* WHAT TO WORK ON: In the records below, find the line containing "Where can the newel"; copy exactly that line and all lines after it to the end, and nothing else.

* STORED ROWS:
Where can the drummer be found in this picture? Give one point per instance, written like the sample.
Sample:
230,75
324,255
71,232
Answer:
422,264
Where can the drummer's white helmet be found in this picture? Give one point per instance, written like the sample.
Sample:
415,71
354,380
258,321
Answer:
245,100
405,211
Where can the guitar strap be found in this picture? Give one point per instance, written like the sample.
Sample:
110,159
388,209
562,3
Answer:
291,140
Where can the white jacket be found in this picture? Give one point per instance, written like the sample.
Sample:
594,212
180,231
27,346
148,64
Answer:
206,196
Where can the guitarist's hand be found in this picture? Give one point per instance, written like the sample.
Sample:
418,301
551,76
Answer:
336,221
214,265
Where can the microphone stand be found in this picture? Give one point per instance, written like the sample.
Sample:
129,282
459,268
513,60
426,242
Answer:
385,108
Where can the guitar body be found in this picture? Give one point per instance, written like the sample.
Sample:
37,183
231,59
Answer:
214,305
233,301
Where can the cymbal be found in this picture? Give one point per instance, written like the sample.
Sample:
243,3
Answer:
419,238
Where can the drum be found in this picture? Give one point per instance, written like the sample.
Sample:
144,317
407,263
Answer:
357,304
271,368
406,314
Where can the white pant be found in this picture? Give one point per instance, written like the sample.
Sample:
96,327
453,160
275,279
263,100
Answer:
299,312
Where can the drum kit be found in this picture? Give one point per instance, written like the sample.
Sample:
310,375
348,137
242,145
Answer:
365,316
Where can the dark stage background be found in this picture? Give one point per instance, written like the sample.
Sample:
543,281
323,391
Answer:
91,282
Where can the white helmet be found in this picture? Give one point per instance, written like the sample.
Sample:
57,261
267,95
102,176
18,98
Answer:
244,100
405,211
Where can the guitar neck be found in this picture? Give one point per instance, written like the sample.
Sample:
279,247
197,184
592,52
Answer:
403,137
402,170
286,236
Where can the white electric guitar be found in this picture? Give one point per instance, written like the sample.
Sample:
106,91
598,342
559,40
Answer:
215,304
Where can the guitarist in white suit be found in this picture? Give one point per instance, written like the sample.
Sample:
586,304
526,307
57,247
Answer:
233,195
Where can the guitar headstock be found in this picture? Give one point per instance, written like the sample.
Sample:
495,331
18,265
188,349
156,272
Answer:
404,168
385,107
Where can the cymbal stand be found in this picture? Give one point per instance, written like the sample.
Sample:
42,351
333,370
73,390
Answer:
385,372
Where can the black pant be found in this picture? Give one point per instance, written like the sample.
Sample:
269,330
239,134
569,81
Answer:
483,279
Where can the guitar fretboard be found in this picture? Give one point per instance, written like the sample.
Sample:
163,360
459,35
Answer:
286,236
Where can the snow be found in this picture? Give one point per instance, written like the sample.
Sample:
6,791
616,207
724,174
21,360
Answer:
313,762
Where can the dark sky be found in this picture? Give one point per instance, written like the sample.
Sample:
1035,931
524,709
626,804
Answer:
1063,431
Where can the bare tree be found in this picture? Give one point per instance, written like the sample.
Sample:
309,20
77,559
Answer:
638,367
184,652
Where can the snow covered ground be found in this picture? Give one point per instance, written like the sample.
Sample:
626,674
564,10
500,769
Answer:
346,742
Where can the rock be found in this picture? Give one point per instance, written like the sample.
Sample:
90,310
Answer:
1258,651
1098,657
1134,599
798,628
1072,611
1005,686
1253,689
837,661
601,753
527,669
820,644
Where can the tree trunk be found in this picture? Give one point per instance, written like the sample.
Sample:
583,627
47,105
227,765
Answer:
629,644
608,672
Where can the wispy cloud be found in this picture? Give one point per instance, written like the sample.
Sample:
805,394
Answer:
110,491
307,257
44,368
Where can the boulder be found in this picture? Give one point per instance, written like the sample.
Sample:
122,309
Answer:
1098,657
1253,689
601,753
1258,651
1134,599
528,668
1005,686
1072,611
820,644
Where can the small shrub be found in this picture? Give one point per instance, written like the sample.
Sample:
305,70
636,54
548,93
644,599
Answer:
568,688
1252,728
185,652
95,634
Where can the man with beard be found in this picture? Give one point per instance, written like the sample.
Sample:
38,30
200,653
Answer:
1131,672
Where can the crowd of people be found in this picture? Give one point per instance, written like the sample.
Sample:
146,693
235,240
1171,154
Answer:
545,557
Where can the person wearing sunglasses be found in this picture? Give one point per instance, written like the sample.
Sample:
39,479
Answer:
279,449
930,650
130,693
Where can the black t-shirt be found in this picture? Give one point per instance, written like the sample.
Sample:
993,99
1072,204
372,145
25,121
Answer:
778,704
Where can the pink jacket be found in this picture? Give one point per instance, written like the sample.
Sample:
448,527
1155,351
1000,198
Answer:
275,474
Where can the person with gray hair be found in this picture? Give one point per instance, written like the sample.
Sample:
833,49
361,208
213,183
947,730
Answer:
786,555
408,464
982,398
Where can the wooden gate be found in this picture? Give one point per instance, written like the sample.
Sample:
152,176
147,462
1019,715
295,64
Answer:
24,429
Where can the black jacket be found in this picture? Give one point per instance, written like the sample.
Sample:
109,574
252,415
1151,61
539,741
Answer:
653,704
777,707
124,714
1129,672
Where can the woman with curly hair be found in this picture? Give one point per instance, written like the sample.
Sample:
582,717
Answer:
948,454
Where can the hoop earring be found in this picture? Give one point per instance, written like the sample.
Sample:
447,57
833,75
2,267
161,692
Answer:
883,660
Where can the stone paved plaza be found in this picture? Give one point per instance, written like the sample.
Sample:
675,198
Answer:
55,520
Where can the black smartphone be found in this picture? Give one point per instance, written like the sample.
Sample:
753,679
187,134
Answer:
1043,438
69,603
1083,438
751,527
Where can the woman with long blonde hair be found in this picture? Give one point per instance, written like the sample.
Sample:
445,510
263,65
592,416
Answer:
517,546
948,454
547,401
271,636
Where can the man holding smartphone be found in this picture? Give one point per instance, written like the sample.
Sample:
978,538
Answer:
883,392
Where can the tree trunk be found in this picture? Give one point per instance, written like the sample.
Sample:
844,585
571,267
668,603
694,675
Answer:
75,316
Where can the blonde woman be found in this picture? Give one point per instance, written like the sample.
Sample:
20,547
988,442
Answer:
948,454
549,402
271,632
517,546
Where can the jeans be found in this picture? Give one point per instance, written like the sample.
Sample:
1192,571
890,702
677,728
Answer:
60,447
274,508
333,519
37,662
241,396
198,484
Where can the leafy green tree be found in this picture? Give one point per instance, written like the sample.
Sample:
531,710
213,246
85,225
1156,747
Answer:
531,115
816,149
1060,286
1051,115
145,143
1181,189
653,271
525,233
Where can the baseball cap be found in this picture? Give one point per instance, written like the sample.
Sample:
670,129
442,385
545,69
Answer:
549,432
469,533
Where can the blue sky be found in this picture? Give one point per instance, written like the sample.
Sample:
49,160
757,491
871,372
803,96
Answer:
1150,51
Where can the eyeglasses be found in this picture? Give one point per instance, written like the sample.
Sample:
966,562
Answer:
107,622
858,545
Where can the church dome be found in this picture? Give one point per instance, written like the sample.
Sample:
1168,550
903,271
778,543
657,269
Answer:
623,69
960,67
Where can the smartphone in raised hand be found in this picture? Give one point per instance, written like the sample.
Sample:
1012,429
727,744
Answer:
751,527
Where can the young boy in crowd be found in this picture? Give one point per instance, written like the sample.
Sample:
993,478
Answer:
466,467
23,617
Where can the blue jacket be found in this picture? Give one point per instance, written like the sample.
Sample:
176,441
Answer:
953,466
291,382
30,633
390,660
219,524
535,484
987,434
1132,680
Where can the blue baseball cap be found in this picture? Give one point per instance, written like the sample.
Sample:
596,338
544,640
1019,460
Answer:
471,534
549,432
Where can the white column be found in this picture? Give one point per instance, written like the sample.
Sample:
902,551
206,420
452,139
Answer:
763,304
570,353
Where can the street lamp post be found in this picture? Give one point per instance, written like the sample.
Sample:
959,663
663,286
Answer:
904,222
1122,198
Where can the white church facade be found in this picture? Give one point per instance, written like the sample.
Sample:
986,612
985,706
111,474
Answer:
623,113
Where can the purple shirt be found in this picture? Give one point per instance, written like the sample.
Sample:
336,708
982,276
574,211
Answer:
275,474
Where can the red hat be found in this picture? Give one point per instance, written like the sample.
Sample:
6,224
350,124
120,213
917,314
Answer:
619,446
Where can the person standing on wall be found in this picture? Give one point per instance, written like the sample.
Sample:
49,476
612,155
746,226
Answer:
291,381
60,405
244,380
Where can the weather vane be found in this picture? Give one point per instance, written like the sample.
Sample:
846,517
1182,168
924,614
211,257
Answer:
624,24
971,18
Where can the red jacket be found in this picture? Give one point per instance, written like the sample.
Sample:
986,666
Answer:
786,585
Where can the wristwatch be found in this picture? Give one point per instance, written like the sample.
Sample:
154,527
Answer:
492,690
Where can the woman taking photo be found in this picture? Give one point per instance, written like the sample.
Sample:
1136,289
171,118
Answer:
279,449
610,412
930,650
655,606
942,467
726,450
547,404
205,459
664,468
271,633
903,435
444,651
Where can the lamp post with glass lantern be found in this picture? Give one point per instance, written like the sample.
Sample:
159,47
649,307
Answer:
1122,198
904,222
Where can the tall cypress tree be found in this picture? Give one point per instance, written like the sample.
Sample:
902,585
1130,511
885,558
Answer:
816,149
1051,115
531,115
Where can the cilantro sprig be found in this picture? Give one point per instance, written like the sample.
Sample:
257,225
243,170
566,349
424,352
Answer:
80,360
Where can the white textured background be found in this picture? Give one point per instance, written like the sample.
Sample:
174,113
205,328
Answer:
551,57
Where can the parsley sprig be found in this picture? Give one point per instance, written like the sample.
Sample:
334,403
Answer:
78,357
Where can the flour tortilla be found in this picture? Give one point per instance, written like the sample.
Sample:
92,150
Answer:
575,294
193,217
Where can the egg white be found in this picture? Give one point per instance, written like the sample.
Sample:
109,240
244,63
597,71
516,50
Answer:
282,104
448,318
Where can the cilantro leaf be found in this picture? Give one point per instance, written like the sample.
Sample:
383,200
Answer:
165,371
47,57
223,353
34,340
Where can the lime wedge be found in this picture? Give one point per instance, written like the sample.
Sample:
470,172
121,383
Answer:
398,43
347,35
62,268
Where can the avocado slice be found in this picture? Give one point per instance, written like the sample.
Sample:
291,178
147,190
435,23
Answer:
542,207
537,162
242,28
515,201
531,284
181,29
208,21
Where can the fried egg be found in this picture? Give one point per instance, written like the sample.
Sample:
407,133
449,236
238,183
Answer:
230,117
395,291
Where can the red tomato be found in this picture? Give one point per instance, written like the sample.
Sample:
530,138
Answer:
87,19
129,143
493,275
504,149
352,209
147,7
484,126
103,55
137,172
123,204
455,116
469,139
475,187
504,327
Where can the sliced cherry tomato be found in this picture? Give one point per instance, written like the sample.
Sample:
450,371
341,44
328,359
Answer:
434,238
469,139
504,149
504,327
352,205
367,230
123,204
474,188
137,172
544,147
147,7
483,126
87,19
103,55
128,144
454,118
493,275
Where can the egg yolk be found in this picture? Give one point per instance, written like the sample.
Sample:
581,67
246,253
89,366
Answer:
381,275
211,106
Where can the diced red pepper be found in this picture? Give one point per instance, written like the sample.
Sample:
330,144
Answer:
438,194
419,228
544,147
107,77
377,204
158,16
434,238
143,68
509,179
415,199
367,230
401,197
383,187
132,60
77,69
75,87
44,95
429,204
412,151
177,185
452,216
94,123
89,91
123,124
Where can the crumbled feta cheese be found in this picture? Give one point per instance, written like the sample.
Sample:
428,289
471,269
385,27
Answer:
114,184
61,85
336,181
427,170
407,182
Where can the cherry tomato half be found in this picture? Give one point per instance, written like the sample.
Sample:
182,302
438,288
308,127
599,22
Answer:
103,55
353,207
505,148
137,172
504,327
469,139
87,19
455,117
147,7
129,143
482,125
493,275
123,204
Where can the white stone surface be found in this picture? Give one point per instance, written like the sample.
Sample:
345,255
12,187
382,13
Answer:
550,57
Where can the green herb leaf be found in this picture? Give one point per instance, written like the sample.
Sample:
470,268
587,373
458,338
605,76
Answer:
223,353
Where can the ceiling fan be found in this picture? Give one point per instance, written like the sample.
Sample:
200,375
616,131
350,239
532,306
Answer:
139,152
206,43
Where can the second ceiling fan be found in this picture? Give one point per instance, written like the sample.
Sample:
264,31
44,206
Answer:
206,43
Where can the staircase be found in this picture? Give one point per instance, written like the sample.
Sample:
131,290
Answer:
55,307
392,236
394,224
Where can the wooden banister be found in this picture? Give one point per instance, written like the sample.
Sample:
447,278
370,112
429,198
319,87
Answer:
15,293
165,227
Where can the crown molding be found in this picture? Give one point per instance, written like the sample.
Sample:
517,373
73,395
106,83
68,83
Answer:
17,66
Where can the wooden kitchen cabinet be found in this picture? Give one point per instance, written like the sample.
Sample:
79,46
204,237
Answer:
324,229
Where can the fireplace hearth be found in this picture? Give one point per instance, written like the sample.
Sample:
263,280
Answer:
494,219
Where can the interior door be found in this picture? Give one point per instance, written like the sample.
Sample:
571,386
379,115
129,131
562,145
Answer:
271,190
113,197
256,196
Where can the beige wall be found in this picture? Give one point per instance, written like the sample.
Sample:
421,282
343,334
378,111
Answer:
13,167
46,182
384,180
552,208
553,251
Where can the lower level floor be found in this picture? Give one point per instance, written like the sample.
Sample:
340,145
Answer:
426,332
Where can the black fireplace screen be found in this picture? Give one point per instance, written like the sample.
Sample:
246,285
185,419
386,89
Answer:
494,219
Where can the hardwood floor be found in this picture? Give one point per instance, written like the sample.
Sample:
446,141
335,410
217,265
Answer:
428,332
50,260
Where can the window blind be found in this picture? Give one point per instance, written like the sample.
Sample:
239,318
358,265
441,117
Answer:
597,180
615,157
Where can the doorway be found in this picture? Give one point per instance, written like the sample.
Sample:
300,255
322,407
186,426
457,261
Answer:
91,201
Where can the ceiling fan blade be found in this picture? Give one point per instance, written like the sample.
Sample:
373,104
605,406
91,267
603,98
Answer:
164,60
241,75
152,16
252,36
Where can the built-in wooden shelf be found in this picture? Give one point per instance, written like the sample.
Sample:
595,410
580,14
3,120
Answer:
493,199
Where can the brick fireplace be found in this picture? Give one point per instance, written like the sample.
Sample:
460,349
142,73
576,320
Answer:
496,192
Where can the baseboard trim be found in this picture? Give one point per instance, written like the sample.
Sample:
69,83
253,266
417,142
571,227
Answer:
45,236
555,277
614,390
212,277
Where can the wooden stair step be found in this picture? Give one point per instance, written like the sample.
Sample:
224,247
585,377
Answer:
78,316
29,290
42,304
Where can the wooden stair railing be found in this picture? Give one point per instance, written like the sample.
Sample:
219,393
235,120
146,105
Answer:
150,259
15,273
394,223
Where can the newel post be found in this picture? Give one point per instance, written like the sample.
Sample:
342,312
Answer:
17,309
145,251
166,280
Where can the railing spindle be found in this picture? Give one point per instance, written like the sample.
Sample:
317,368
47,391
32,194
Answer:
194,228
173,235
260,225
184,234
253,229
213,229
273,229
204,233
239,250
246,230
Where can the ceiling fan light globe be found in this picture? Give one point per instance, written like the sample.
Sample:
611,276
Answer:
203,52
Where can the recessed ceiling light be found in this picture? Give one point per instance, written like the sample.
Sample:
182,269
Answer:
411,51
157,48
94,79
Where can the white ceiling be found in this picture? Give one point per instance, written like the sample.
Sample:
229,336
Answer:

* EXERCISE RESULT:
Where can the newel post be found in this picture? Give one point per instance, written like the sample.
Sample:
342,312
Answer:
17,309
145,251
166,280
Where can the railing spindle be found in this picture? Give one point per instance, written like the sample.
Sample:
317,368
47,391
32,194
Answer:
194,228
173,235
260,225
184,234
253,229
213,229
273,229
204,233
239,250
246,230
Where can the ceiling fan light globe be found in this picture? Give one point per instance, written like the sample.
Sample:
611,276
Answer:
203,52
Where can the recessed ceiling light be found in this picture? Give one point per instance, written like the sample.
Sample:
182,269
Answer:
411,51
157,48
94,79
Where can the white ceiling be found in this picture? Give one point per instance, written like the sample.
Sample:
229,336
Answer:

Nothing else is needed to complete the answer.